**Problem**
A faithful transcription of all the entries below is needed, without the pictures.

**Dataset content**
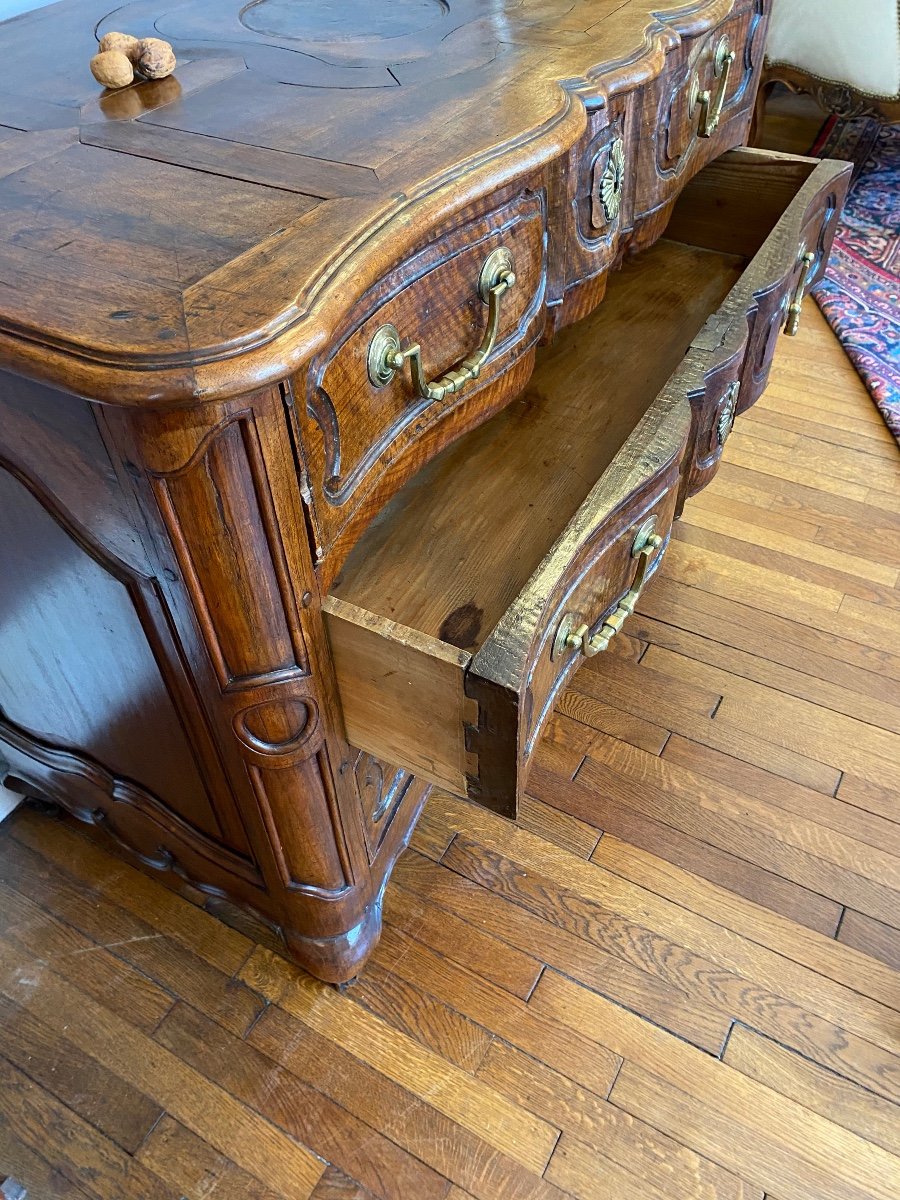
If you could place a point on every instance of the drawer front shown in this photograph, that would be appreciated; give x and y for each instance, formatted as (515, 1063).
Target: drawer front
(700, 106)
(586, 592)
(793, 270)
(360, 417)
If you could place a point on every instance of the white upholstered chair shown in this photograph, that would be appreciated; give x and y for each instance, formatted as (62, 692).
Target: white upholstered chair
(845, 53)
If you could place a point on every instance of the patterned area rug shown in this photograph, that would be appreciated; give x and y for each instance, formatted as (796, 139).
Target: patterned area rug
(861, 292)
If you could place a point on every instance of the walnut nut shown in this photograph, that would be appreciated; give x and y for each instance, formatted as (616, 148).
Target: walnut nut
(113, 69)
(124, 42)
(157, 59)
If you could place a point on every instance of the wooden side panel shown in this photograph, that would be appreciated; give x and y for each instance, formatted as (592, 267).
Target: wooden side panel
(401, 693)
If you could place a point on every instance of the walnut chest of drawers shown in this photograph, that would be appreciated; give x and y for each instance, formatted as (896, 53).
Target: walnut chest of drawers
(352, 379)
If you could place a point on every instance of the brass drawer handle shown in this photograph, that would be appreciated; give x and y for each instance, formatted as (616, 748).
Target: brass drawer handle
(711, 111)
(574, 634)
(793, 310)
(387, 355)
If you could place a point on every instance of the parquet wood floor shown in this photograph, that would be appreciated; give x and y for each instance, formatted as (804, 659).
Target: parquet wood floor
(676, 978)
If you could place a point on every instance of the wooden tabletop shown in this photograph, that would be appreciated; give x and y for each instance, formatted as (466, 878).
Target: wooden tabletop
(195, 235)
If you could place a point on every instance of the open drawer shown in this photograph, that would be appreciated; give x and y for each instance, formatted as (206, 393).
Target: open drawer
(475, 593)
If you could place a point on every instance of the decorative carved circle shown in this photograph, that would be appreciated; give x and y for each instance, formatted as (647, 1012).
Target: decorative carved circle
(612, 180)
(276, 726)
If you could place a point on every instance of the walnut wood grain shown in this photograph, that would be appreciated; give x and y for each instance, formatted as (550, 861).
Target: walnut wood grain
(232, 215)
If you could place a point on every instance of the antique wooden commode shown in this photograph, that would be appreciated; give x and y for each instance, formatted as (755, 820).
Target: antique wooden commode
(333, 437)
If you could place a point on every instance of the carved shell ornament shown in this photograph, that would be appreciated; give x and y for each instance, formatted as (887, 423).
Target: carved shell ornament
(726, 414)
(612, 180)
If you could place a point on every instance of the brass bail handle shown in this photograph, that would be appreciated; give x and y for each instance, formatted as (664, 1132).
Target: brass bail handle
(575, 636)
(387, 355)
(793, 310)
(711, 109)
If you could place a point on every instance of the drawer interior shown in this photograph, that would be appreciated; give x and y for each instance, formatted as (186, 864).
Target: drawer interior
(430, 581)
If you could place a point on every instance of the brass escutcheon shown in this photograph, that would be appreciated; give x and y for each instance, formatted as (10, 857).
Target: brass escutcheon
(387, 357)
(711, 108)
(805, 262)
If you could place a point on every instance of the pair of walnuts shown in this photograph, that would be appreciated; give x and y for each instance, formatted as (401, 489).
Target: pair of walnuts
(121, 57)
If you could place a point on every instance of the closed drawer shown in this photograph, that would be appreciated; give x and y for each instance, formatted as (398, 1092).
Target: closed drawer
(359, 415)
(477, 592)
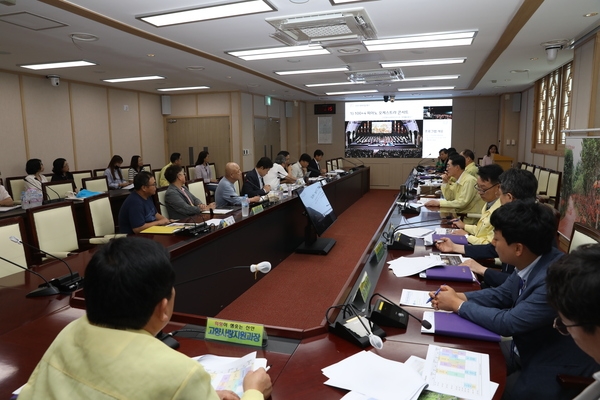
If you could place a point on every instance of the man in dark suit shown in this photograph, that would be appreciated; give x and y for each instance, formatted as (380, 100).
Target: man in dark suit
(314, 166)
(253, 182)
(523, 234)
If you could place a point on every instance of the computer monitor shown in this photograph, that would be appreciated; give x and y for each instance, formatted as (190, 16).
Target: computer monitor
(320, 215)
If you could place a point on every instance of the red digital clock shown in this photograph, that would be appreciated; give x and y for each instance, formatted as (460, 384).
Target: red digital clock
(324, 109)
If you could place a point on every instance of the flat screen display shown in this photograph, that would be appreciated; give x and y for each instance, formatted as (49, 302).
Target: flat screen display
(317, 206)
(400, 129)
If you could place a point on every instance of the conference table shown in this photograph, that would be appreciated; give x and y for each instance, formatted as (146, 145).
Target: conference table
(296, 357)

**Expected answer**
If you could place a point on every instance of the drawer front shown in this photograph, that would be appreciated; give x and y for each instance, formatted as (515, 1063).
Target: drawer front
(700, 106)
(586, 592)
(793, 270)
(360, 417)
If you could place a point on every instance of the white upholstered chair shown in this photograph, that would be appreciated; give x and y for each instance, formatted as (62, 692).
Target: white upholstered chair
(845, 53)
If you could place a point on every instance of the patterned area rug shown in this photograph, that would be appreciated; give x and y for each instance, formatted as (796, 139).
Target: patterned area rug
(861, 292)
If you could place a point on every instance of the walnut nut shown in this photograph, that would be appreciated; give x and y for each instance, formatted as (616, 148).
Target: walnut nut
(113, 69)
(124, 42)
(157, 59)
If you could place a point on every instance of the wooden side panel shown in this photograph, that would be appreciated; give x and y for each instance, formatted as (592, 267).
Target: wooden side panel
(401, 693)
If you could place a point on every instance of the walnut chest of drawers shown in this photograph, that would be appreciated; give x and y for each instance, formatted as (896, 53).
Target: walnut chest of drawers
(352, 379)
If you could place a point on every instance of the brass drawer handle shown in this photograph, that would be appreciated; give x and y for each instance, formatted as (616, 748).
Target: brass drawer handle
(711, 111)
(574, 634)
(793, 310)
(387, 355)
If you could place a point on every instance of the parquet wood floor shown in this photograph, that would be appreciated; give x and y for each instance, formatted as (804, 659).
Target: parquet wood floor
(676, 978)
If you could place a point on every instance of the wooden tabletop shown in this photograph, that would be appreciated; give x and y for each instance, formatted as (466, 878).
Target: wooden tabletop
(195, 235)
If you could place a point on every instance of the open drawer shown in this photograph, that would be appreciated; give x and y for each instance, formatted as (206, 393).
Target: open drawer
(475, 593)
If you could place a point on every instance of the decorative carved circle shown in this photograph, that would be appreciated; give x and y for each instance, formatted as (647, 1012).
Target: decorative carved circle
(612, 180)
(276, 726)
If you could place a point on every instance of the walnut wood grain shown in this photograph, that would be appreciated; give x and y for each instance, formatted as (550, 861).
Target: walnut wood grain
(232, 215)
If you could place a point on every instance of the antique wooden commode shown in this photograph, that would be appreciated; give x and y for each instance, formatted as (755, 820).
Target: antique wooden commode
(333, 437)
If you could place a point on every instance of the carved shell ornament shown in this photograph, that would be appreciated; give x and y for each instance, formatted as (887, 423).
Target: carved shell ornament
(726, 414)
(612, 180)
If you could place a point on every instance of the brass bail handle shown in this photograph, that would be appreciated; give x and y for each instance, formatted as (664, 1132).
Target: brass bail handle
(575, 636)
(387, 355)
(793, 310)
(711, 109)
If you could place a point on every instance of the drawer interior shown in this photograph, that would be appreciated; give x and y for each instance, formatted as (186, 864).
Target: drawer interior
(430, 581)
If you could place a point on every instance of the brass escutcheon shown in this photograph, that would be appreciated; give x and y for each instance, formatted as (10, 857).
Target: brass escutcheon
(387, 357)
(711, 108)
(805, 262)
If you could place a point on every instance of the pair of walnuts shown in this photograph, that would be appreciated; give x and y for each instance, formatted as (401, 489).
Target: pair of walnuts
(121, 57)
If you could place a point on every instance of the closed drawer shown in this photograph, that would be appreciated; give x and y for each instance, formatted as (398, 1092).
Target: closed drawer
(359, 415)
(477, 592)
If you could place a point on every instance of the man in dark suit shown in this photograph, that would be appreciated; give x and y for each instance, formatted as (380, 100).
Target: man in dark suit
(314, 166)
(253, 182)
(523, 234)
If you could place a point on every instance of the computer monitor shown in this photograph, that would be appreciated; give x and y for each instance, formatted as (190, 16).
Target: computer monitor
(320, 215)
If you could place a point on every instance of the red digital clock shown in this photograph, that would be appreciated; give x and y for each instance, formatted as (460, 384).
Target: red digital clock
(324, 109)
If you could place a point on every instance of the flat screen display shown in this photograph, that would be appreciated; give x and y for each instance, formatted as (49, 302).
Target: flat screen display
(317, 206)
(400, 129)
If you could place a point on every instance of the conference table shown in this photograph, that would be appreciated; give x and y for each instance, formatted as (146, 145).
Target: conference table
(296, 357)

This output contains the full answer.